## EXCERPT

Donald Trump, 77, says he BACKS cognitive testing for presidents and slates Biden’s abilities – hours after claiming he could start World War Two
Donald Trump has said he does not support an age limit for running for president – but he does support a mental competency test.
Trump, 77, told NBC News in an interview airing on Sunday that he doesn’t believe age matters, but cognitive function does in a dig at Biden’s perceived mental decline.
‘I don’t think Biden’s too old,’ he said. ‘But I think he’s incompetent, and that’s a bigger problem.’
But Trump made his own gaffe earlier on Saturday during an appearance in Washington DC. He said Biden would lead the US into World War Two – which concluded in 1945 – and appeared to say he was beating Barack Obama in the polls.
Obama served as president for two terms between 2009 and 2017 and cannot be re-elected.
Joe Biden, 80, is the oldest person ever elected president, and his age is worrying many voters across the political spectrum. A poll last month reveals 77 percent of Americans – including 69 percent of Democrats – think Biden is too old for a second term.
Donald Trump told NBC News, in an interview to be aired on Sunday, that he supports a mental competency test for anyone wanting to be president
Trump, 77, said Joe Biden, 80, was not too old – but just ‘incompetent’
If Biden reclaims the White House, he would be 82 years old at the beginning of his second term in January 2025.
If Trump wins, he would be 78 − the same age that Biden was when he began his first term in 2021.
Trump said many successful political figures in history were older than him.
‘You know, some of the greatest world leaders have been in their 80s,’ he said.
The 77-year-old GOP candidate added: ‘I’m not anywhere very near 80, by the way.’
And he said the 10-minute mental evaluation he took while president, designed to screen for mild cognitive impairment or early dementia, should be compulsory.
‘You know, I took a test two years ago, three years ago,’ he told NBC’s Kristen Welker.
‘And as the doctors said — and it was in front of doctors and a whole big deal at Walter Reed [hospital], which is an incredible place,’ he added.
‘And I aced it. I get everything right,’ the former president said. ‘I’m all for testing. I frankly think testing would be a good thing.’
‘A lot of people say it’s not constitutional to do it. But I would be for testing, to test to make sure everyone’s just fine.

## Dataset records
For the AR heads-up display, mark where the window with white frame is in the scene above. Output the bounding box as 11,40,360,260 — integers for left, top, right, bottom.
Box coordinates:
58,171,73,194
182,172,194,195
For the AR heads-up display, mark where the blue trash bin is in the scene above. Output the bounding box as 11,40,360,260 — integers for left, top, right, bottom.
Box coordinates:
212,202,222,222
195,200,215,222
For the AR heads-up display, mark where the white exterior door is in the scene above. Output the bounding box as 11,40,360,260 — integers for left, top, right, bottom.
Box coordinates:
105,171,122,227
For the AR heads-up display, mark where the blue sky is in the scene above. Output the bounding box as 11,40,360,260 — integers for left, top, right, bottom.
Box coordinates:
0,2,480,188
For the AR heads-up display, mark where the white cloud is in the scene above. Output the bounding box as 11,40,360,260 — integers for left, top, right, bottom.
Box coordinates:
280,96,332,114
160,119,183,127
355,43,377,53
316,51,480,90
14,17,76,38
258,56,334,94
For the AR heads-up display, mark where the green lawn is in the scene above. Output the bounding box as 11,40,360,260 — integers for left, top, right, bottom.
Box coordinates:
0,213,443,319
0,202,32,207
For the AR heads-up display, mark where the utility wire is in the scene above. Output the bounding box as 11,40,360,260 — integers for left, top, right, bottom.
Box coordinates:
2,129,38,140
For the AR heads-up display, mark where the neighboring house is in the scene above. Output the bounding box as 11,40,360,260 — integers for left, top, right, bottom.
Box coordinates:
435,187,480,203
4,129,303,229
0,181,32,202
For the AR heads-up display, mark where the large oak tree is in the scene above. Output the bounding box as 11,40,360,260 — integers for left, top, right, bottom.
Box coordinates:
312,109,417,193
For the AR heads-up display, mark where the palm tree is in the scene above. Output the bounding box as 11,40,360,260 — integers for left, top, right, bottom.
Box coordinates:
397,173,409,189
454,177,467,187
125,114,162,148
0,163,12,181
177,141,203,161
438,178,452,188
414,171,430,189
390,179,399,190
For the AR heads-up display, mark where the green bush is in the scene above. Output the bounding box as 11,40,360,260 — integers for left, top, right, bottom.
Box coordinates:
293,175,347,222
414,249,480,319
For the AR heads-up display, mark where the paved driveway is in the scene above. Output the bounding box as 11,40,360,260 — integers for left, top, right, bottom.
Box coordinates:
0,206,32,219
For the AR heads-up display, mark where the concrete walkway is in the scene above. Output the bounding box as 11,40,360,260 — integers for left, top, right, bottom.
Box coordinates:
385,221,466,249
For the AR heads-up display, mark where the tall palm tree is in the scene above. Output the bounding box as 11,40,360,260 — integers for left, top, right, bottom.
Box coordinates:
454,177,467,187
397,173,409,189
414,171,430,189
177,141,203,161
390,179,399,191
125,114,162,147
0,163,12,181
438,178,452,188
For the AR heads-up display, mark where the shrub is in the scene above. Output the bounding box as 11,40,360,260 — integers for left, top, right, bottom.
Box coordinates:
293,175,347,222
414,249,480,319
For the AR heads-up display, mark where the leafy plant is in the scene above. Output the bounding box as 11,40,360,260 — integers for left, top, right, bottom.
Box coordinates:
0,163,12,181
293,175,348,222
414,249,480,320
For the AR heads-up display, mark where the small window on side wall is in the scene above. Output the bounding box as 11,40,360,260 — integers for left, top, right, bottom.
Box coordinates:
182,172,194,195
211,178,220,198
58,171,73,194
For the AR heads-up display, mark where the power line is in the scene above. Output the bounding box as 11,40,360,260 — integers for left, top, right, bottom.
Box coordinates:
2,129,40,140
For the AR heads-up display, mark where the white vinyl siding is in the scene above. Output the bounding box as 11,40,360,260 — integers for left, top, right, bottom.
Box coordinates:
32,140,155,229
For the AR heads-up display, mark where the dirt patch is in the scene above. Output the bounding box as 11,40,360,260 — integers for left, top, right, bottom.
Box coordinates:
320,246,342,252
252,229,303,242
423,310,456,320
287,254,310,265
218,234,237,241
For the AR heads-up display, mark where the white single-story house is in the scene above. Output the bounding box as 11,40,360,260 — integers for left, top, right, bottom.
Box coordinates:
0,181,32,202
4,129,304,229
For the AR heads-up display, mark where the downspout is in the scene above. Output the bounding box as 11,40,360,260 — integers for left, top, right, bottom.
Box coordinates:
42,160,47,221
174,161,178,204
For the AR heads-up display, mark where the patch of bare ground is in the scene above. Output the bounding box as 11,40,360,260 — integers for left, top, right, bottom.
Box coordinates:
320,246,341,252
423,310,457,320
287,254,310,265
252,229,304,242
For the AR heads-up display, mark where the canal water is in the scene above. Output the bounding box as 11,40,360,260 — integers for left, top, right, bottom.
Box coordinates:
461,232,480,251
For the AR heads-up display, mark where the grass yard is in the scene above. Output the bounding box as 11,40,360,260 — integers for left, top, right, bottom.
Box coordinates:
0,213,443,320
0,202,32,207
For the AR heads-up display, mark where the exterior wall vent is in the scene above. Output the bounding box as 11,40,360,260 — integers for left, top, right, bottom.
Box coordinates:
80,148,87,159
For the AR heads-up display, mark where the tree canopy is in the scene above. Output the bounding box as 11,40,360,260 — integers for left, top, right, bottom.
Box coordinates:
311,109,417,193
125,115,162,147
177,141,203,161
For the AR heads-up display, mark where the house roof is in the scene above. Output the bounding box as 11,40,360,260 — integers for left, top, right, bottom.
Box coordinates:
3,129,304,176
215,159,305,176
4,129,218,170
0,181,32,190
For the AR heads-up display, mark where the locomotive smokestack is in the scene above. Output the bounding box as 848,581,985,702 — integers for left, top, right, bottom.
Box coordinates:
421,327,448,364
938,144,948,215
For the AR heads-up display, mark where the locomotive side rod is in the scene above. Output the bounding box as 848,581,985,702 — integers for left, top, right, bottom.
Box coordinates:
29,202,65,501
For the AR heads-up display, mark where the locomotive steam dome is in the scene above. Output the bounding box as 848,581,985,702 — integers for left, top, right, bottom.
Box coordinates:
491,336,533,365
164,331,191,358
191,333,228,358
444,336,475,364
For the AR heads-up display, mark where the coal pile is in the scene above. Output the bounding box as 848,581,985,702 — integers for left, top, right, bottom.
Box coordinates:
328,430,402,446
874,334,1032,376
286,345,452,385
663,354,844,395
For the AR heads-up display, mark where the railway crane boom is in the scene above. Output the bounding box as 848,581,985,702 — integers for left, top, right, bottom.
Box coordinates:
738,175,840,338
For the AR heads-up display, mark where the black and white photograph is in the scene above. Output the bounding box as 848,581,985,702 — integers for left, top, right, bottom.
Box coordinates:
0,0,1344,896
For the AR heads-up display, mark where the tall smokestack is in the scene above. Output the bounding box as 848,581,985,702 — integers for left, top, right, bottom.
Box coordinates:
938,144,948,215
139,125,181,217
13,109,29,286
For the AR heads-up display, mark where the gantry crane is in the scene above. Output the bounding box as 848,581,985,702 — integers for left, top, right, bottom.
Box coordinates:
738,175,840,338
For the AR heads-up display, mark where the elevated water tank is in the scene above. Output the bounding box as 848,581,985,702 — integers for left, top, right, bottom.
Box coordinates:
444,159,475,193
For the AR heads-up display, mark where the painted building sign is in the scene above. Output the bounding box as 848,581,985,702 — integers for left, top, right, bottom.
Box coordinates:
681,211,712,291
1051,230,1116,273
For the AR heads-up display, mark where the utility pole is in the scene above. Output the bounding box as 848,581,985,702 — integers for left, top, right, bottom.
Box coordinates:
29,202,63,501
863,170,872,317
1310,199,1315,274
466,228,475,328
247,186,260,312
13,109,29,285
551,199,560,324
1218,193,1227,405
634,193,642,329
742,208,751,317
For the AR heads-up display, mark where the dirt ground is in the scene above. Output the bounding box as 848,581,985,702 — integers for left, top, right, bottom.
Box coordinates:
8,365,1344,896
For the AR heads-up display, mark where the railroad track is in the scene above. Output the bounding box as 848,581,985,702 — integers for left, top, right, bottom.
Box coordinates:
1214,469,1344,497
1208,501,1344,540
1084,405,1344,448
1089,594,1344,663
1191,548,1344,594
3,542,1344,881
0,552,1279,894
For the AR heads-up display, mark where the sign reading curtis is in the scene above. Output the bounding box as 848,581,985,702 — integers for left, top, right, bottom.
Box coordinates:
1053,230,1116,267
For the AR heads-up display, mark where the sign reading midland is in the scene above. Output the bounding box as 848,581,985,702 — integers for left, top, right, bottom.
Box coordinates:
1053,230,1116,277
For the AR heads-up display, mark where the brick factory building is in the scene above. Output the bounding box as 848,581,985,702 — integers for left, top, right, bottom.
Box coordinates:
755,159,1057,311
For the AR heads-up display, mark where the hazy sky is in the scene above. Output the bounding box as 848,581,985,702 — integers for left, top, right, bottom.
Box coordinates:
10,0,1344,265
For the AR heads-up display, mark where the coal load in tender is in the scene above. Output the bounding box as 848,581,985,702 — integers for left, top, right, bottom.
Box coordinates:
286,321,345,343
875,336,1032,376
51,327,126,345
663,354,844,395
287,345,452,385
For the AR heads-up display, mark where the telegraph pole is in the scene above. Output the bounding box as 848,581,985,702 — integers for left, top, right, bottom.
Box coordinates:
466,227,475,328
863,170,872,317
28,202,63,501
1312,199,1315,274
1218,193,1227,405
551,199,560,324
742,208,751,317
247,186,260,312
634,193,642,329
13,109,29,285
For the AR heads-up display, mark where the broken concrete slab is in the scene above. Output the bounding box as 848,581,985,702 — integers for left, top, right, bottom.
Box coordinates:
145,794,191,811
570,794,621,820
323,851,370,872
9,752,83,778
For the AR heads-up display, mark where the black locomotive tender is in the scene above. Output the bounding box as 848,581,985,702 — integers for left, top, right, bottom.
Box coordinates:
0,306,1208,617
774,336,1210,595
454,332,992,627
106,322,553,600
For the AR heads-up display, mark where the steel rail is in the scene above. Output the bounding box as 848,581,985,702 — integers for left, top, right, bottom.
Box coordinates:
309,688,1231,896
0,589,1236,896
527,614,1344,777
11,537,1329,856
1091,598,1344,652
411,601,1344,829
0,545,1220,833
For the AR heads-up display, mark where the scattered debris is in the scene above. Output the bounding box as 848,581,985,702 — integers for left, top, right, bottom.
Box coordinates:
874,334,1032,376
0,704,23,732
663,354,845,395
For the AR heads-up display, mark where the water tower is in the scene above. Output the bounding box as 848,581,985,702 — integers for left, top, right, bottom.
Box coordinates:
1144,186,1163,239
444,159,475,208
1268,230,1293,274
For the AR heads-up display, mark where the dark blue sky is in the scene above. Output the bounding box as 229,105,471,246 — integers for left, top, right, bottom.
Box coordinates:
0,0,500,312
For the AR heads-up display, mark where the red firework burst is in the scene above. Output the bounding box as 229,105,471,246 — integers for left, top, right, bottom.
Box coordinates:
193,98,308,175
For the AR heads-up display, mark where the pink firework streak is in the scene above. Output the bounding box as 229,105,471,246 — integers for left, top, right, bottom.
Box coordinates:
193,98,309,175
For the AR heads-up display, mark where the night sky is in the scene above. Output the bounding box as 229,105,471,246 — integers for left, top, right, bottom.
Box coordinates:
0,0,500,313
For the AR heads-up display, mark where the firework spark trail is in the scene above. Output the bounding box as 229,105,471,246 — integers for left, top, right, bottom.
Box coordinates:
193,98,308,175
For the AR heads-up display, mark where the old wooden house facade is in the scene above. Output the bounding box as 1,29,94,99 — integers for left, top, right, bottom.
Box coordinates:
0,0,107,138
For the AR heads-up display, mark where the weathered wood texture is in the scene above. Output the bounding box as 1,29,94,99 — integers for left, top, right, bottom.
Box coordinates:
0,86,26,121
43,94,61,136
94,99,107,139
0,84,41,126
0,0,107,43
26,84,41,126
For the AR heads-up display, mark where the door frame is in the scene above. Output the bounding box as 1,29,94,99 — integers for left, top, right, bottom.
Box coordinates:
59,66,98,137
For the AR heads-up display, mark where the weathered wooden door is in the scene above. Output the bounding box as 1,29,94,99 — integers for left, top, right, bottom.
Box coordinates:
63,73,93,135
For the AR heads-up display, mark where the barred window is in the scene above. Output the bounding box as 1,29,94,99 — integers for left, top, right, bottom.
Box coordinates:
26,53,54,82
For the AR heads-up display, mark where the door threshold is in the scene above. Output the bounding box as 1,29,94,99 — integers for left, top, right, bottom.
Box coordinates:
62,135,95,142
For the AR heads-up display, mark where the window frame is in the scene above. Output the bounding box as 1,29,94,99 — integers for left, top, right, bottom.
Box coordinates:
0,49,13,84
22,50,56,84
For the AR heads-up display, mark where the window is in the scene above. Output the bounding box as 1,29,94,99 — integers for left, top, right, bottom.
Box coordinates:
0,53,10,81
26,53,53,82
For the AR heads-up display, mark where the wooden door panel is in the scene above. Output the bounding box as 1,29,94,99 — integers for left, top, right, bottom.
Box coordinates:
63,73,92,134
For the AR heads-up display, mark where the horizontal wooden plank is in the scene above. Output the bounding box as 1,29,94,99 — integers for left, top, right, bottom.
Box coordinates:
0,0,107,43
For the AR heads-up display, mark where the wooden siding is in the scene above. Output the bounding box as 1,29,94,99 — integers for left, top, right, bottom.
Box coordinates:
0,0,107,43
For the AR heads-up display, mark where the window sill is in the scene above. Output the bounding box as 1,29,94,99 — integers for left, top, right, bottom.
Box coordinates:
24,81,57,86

## APPLY WHAT YOU READ
• A. Answer these about the article on Trump and cognitive testing:
(i) What share of Democrats think Biden is too old for a second term, according to the poll cited?
(ii) How long was the mental evaluation Trump took while president?
(iii) At which hospital does Trump say he took the test?
• B. Extend the article on Trump and cognitive testing from where it stops.

## PER-TASK ANSWERS
• A.
(i) 69 percent
(ii) 10 minutes
(iii) Walter Reed

• B.
‘But a lot of people say that can’t happen because of the Constitution.’
Trump said in an interview with former Fox News host Megyn Kelly released last week that Biden isn’t too old, but just ‘grossly incompetent,’ and should not be elected for another four-year term.
Biden, seen leaving church in Delaware on Saturday, has been dogged by questions about whether he is too old to run for a second term
In March, a Pew report found that most world leaders – 35 percent – are aged in their 60s, with the media age of 62.
Chile has the youngest head of government: Gabriel Boric is 37. Paul Biya of Cameroon is 90 – the only world leader in their 90s.
Roughly a quarter are in their 50s, while 18 percent each are in their 40s or 70s.
Biden is among the 5 percent of leaders who are in their 80s.
Biden and Trump are both out of step with the average American, who is aged 38.
Biden’s age is of more concern to voters than is Trump’s, according to two recent polls.
Both the Associated Press and the Wall Street Journal have found that three-quarters of Americans view Biden as too old to be president, yet only about half say the same of Trump.
Biden is not helped by his repeated gaffes.
Joe Biden is seen on Monday, the 22nd anniversary of 9/11, speaking to troops in Anchorage, Alaska. He is the first president not to spend the anniversary at the site of one of the three plane crashes
Biden (center) is seen visiting Ground Zero on September 20, 2001 with fellow senators Ted Kennedy (left) and Barbara Mikulski (center, in poncho). He was in Washington DC on September 12, 2001
On Thursday, the White House had to edit a transcript of a speech after he declared he had reduced unemployment among ‘African Americans and Hispanic workers and veterans, you know, the workers without high school diplomas.’
He was supposed to say that he had reduced unemployment among black people, Hispanics, veterans, and those without diplomas.
On Monday, the anniversary of 9/11, he told troops in Alaska that he was in New York the day after the terror attacks.
‘Ground Zero in New York – I remember standing there the next day and looking at the building,’ he said.
Yet Biden was in Washington DC – something he notes in his 2017 autobiography. C-Span footage shows him speaking in Congress on September 12, 2001.